> OBJECTIVE
Your task is to transcribe all of the data below exactly, omitting the images.

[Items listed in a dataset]

↓

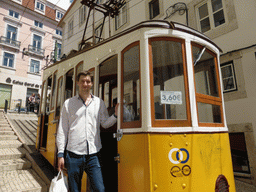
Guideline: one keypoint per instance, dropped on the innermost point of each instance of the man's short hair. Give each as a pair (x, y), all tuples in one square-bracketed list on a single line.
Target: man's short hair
[(84, 73)]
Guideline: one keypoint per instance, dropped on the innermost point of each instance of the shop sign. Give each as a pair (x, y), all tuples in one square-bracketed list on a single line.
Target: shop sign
[(16, 82)]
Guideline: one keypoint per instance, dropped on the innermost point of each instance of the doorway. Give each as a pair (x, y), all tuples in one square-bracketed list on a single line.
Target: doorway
[(108, 93)]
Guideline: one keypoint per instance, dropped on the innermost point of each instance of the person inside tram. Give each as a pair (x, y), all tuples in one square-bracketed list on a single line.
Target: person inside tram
[(31, 102), (112, 109), (79, 131)]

↑

> RESPONSE TO THIS EXERCISE
Guideline: one keypoint per instance, dropped on the innermost point of each instance of the man's short hair. Give each as a pair (x, y), all tuples in one square-bracketed list on a single line.
Target: man's short hair
[(84, 73)]
Guideline: one keypoint per instance, dropped on the innermost point of each instance of the shop sign. Give each as a pair (x, y), all tuples in one square-bracketed list on a single line.
Target: shop sign
[(16, 82)]
Guideline: one keypoint per instance, dropped on the innermost point of each instance of the doorway. Give each as a pair (x, y), all tuples in one square-bracketed list on a single line.
Target: doorway
[(108, 93)]
Guideline: one keypoint per instance, dropped on the innermost point of each instance of the person inside tram. Give each as a pair (x, y), all tuples in one square-bracketed list on a single line.
Target: person inside tram
[(31, 102), (112, 109), (79, 131)]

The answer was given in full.